(Dataset entries)
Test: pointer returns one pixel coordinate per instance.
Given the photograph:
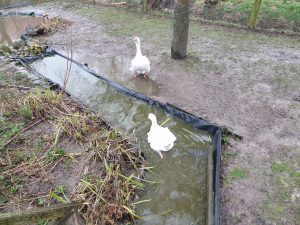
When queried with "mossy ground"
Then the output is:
(54, 151)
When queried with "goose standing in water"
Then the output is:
(140, 64)
(160, 138)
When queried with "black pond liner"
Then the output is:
(195, 121)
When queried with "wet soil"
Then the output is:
(244, 81)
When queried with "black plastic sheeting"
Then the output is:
(195, 121)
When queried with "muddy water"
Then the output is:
(12, 27)
(182, 173)
(116, 68)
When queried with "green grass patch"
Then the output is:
(238, 173)
(281, 167)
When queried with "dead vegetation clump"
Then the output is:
(108, 182)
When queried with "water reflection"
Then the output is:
(182, 178)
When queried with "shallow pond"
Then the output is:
(180, 197)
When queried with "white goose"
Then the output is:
(140, 64)
(160, 138)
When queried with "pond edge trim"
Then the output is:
(195, 121)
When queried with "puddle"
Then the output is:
(116, 68)
(182, 177)
(12, 27)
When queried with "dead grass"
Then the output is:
(109, 181)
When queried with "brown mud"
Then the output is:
(241, 80)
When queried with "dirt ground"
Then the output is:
(238, 79)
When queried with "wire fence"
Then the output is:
(274, 14)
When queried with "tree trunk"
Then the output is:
(180, 29)
(145, 5)
(254, 14)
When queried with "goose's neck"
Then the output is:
(138, 49)
(154, 122)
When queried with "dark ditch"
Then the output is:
(187, 191)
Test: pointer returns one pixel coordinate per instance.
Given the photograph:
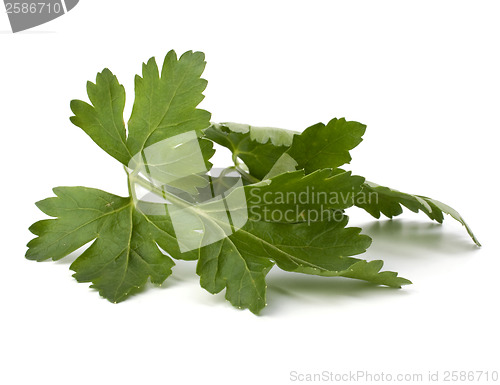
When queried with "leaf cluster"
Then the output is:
(130, 245)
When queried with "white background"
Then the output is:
(424, 76)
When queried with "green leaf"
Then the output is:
(285, 163)
(241, 261)
(258, 147)
(296, 197)
(165, 105)
(321, 146)
(123, 254)
(378, 200)
(103, 120)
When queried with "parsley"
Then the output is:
(259, 221)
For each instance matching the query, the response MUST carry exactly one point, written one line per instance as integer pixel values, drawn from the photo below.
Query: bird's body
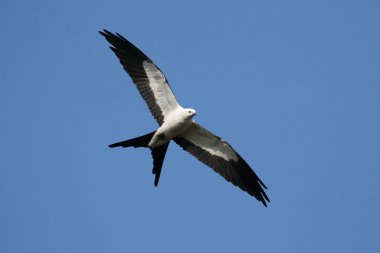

WORK INSTRUCTIONS:
Filter the entries and copy each line with "white".

FINAL ANSWER:
When queried with "white goose"
When queried with "white background"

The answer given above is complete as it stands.